Outline annotation entries:
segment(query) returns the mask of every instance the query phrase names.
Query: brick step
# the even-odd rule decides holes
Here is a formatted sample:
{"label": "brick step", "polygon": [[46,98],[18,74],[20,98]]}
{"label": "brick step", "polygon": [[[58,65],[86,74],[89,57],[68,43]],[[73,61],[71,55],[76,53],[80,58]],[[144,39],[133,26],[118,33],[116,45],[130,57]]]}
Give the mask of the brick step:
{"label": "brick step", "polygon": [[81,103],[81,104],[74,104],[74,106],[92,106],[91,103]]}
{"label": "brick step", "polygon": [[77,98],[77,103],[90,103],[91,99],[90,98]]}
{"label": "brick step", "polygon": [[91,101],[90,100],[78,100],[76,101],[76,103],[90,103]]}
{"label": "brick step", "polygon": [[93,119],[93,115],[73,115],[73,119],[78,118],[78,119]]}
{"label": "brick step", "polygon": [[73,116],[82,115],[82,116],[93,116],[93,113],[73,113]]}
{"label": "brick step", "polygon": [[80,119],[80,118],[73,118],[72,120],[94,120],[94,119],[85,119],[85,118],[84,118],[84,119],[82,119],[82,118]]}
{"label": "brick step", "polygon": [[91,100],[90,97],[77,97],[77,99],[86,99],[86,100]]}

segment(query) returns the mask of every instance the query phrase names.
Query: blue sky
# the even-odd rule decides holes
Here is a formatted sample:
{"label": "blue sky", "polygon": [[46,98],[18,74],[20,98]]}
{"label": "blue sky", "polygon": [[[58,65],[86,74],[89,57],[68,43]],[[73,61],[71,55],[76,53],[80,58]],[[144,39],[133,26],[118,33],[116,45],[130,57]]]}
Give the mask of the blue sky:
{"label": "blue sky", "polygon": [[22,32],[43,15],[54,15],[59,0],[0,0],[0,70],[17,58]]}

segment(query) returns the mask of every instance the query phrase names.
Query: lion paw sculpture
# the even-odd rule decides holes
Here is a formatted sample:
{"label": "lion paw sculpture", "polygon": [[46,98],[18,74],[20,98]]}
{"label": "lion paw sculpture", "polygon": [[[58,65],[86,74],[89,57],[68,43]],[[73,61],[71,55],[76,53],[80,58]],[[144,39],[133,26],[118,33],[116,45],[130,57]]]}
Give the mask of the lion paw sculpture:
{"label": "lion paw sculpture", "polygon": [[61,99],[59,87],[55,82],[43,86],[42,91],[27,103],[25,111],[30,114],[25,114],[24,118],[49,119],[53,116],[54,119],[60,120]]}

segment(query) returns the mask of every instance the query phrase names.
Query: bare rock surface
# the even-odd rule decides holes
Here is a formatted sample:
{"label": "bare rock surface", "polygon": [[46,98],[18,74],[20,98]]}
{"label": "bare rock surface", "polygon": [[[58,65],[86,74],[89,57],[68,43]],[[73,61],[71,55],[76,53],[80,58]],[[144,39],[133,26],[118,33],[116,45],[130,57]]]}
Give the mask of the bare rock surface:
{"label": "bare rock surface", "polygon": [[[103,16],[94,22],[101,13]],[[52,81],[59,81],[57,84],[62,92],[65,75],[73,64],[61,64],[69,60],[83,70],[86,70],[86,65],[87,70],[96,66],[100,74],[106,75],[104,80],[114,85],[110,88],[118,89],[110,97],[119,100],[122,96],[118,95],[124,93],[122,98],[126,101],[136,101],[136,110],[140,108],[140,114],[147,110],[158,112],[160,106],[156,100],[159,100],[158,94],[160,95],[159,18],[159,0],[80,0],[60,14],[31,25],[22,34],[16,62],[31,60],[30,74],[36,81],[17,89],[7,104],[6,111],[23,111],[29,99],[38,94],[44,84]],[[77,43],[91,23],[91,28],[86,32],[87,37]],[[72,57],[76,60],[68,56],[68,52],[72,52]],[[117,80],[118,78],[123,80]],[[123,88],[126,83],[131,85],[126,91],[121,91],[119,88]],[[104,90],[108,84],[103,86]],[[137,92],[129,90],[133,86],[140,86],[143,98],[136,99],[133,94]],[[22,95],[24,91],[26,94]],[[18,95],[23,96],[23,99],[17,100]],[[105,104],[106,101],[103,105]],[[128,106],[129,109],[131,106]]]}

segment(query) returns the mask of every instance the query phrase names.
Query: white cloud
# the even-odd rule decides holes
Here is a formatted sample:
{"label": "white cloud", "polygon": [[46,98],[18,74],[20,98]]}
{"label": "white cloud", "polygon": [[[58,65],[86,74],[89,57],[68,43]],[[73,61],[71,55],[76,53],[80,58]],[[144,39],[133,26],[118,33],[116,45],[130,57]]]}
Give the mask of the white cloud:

Task description: Copy out every line in the entries above that contains the string "sculpture", matching case exactly.

Reply:
Query: lion paw sculpture
{"label": "lion paw sculpture", "polygon": [[46,98],[18,74],[20,98]]}
{"label": "lion paw sculpture", "polygon": [[[58,65],[86,74],[89,57],[68,43]],[[73,61],[71,55],[76,53],[80,58]],[[144,39],[133,26],[118,33],[116,45],[130,57]]]}
Give the mask of the lion paw sculpture:
{"label": "lion paw sculpture", "polygon": [[61,99],[59,87],[55,82],[43,86],[42,91],[27,103],[25,111],[30,114],[25,114],[24,118],[49,119],[53,116],[54,119],[60,120]]}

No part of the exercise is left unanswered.